> **PROBLEM**
Check each line of the data for "park", and copy the ones that have it.

> **EXERCISE INPUTS**
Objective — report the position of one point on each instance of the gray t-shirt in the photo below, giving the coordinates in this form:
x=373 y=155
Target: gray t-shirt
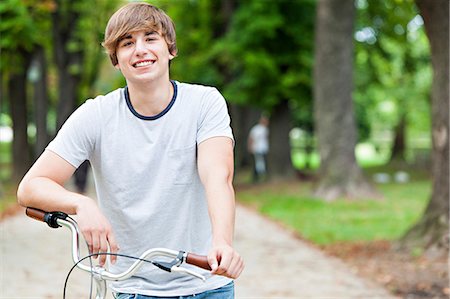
x=146 y=177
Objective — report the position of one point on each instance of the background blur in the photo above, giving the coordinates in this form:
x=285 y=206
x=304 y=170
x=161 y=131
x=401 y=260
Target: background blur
x=353 y=91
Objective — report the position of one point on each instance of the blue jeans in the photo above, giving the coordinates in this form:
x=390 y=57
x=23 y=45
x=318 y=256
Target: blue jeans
x=225 y=292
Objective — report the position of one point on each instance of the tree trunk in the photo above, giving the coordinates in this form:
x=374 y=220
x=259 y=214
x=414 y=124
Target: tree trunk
x=17 y=89
x=41 y=102
x=279 y=157
x=432 y=230
x=68 y=61
x=340 y=176
x=242 y=119
x=399 y=144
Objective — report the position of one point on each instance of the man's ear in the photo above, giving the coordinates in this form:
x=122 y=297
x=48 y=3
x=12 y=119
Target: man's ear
x=172 y=55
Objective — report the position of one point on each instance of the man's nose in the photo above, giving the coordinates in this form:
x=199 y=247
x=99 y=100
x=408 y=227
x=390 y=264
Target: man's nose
x=140 y=47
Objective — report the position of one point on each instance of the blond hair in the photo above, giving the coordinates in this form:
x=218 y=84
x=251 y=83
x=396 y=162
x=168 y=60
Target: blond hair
x=136 y=17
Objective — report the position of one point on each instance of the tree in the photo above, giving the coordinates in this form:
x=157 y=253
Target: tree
x=269 y=52
x=392 y=73
x=432 y=230
x=19 y=37
x=335 y=125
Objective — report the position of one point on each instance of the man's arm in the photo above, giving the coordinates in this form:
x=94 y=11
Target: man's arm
x=215 y=166
x=43 y=188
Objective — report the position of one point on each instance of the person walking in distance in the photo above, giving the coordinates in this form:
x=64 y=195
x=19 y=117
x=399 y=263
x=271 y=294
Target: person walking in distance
x=161 y=153
x=258 y=146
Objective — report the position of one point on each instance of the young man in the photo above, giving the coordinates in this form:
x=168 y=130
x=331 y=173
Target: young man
x=258 y=146
x=162 y=158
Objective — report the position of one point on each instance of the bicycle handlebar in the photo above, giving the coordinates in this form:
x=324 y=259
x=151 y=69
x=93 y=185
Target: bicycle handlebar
x=58 y=219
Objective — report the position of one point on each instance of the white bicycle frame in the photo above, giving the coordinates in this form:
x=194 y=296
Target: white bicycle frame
x=100 y=274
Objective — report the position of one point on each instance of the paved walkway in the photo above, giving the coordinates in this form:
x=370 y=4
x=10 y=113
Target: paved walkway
x=35 y=259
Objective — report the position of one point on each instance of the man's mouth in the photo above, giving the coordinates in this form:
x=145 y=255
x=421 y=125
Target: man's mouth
x=143 y=63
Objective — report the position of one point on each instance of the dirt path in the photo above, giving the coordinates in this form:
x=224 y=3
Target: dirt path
x=35 y=259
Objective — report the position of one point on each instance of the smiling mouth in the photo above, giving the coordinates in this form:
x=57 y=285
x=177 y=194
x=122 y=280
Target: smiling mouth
x=143 y=63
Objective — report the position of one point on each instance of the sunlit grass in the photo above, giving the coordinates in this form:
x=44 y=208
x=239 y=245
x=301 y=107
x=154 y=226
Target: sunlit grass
x=341 y=220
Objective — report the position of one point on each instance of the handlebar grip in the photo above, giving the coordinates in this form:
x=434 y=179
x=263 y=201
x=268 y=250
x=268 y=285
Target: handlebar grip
x=35 y=214
x=51 y=218
x=198 y=260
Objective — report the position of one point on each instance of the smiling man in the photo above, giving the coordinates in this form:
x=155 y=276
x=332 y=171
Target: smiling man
x=162 y=157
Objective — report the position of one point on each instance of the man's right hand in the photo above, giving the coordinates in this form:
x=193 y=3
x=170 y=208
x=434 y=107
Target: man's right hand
x=96 y=229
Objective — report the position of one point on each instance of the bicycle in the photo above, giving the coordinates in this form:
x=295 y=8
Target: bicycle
x=100 y=274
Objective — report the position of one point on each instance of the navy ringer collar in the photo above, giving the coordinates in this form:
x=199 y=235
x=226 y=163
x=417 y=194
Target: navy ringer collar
x=153 y=117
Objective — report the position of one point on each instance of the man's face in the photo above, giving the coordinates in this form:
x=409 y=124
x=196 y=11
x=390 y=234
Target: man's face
x=143 y=56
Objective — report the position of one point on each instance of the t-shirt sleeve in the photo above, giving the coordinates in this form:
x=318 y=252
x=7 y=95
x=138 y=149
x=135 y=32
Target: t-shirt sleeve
x=214 y=118
x=75 y=140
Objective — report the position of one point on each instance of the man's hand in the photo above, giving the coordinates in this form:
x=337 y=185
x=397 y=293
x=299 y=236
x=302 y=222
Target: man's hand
x=96 y=229
x=225 y=261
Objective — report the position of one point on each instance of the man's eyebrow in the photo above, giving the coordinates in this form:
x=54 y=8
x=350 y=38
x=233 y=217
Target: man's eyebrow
x=126 y=36
x=151 y=33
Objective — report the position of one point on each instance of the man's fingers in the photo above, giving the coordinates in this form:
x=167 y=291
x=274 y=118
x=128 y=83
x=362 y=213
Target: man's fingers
x=103 y=249
x=113 y=247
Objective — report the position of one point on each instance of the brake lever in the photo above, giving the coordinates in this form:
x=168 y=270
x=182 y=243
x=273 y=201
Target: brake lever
x=187 y=271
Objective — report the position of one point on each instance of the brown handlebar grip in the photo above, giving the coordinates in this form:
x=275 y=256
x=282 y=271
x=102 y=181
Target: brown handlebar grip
x=35 y=214
x=198 y=260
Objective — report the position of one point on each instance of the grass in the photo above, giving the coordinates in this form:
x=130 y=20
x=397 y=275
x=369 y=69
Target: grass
x=7 y=196
x=342 y=220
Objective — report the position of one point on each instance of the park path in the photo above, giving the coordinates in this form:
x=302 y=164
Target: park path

> **EXERCISE RESPONSE**
Objective — report the position of one point on each instance of the park path in the photo above, giving the coordinates in this form:
Target: park path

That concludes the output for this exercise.